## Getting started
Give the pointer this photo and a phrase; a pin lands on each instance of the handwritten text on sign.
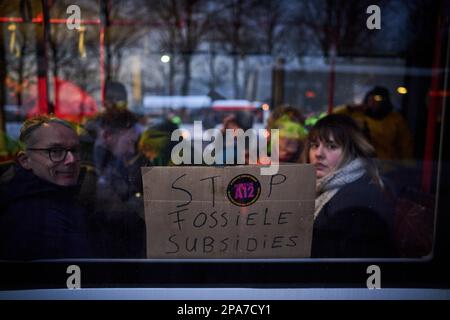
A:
(228, 212)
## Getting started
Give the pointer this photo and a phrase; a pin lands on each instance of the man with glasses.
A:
(39, 215)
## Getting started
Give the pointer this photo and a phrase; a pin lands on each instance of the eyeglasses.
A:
(59, 154)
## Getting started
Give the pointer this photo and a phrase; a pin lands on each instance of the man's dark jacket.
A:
(356, 222)
(40, 220)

* _About this exercise_
Each line above should be printed again exactly, though the pictures should not be.

* _Response_
## Getting started
Give the pointer this photo and a phrase; a pin lands on each instance of the handwritten text on sign.
A:
(228, 212)
## Getting started
Give the pointer this photo and a phrase; a pin lands on each instance of the man with glasses.
A:
(39, 215)
## Getting started
Give the pointer this photo and a phrase; a pin lands on each instance of the eyeglasses.
A:
(59, 154)
## Getting started
Give the pointer this photo and a phrase; a pin lands on each instance of the man's dark jacket.
A:
(356, 222)
(40, 220)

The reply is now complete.